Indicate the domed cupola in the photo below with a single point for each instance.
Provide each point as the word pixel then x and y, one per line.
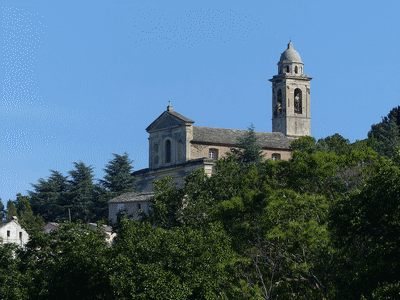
pixel 290 62
pixel 291 96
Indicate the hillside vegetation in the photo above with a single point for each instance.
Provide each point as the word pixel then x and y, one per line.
pixel 324 225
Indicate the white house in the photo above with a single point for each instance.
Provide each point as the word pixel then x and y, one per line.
pixel 12 232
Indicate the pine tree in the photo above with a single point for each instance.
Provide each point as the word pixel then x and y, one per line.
pixel 48 196
pixel 118 178
pixel 81 193
pixel 247 148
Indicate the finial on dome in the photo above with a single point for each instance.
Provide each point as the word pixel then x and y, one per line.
pixel 169 107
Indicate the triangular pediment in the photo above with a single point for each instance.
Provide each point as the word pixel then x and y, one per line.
pixel 165 121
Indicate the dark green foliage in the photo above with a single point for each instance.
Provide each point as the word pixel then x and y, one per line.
pixel 13 283
pixel 366 227
pixel 334 144
pixel 385 136
pixel 155 263
pixel 304 144
pixel 69 263
pixel 118 178
pixel 26 217
pixel 58 196
pixel 393 115
pixel 48 196
pixel 247 148
pixel 81 192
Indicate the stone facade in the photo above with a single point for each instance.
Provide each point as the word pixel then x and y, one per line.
pixel 177 147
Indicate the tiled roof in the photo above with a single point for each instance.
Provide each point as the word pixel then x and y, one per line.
pixel 179 116
pixel 132 197
pixel 229 137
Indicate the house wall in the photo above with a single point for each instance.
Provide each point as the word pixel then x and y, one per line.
pixel 202 150
pixel 14 229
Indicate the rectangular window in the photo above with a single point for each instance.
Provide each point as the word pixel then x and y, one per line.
pixel 276 156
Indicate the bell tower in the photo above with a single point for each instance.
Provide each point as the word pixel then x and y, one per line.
pixel 291 96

################

(GEGEVEN OPDRACHT):
Kopieer de hele lijst hierboven letterlijk. Laat alleen de afbeeldingen weg.

(AFGERONDE OEFENING):
Indicate the domed cupola in the photo below with a single point for each instance.
Provide each point as the word pixel then x and y, one per line.
pixel 290 62
pixel 291 96
Indicate the hillside vegetation in the photo above with a single point for each instance.
Provide each point as the word pixel then x and y, one per line.
pixel 324 225
Indicate the white house in the photo above with a single point for each instance.
Provide each point as the word pixel then x and y, one per line.
pixel 12 232
Indicate the pine tree in the photo above with a single point for each instance.
Provide each point as the word pixel then x and y, one per line.
pixel 48 196
pixel 118 178
pixel 81 193
pixel 247 148
Indicate the finial on dome in the photo above with a single point for each instance.
Provide each point as the word pixel then x and y, one per line.
pixel 169 107
Indicate the triangular pediment in the photo above with a single point for each instance.
Provide each point as the word pixel then x and y, one per line.
pixel 165 121
Indicate the dark green foliage in the photo above with a single point for each instance.
Provide each point as the word pixel then x and y, one per line.
pixel 13 283
pixel 366 227
pixel 334 144
pixel 385 136
pixel 155 263
pixel 304 144
pixel 69 263
pixel 118 178
pixel 26 217
pixel 58 196
pixel 393 115
pixel 48 196
pixel 247 148
pixel 81 192
Indicate the stone facade in the photo above with a single point for each instance.
Provide each point as the word pixel then x and y, one per line.
pixel 177 147
Indicate the tiled roof in the photo above with a single point for each instance.
Provide each point as the word pixel then x and y, one per line.
pixel 179 116
pixel 132 197
pixel 229 137
Indicate the house wall in the photo above with a single point for each instance.
Provide each point as the word pixel then x and y, one per line.
pixel 202 150
pixel 14 229
Indicate the rectangular window in the photo above with a single point for each instance.
Provide each point as the word pixel then x and y, one per line.
pixel 276 156
Indicate the bell tower in the photo above with a single point for each instance.
Provide each point as the word pixel then x and y, one per line.
pixel 291 96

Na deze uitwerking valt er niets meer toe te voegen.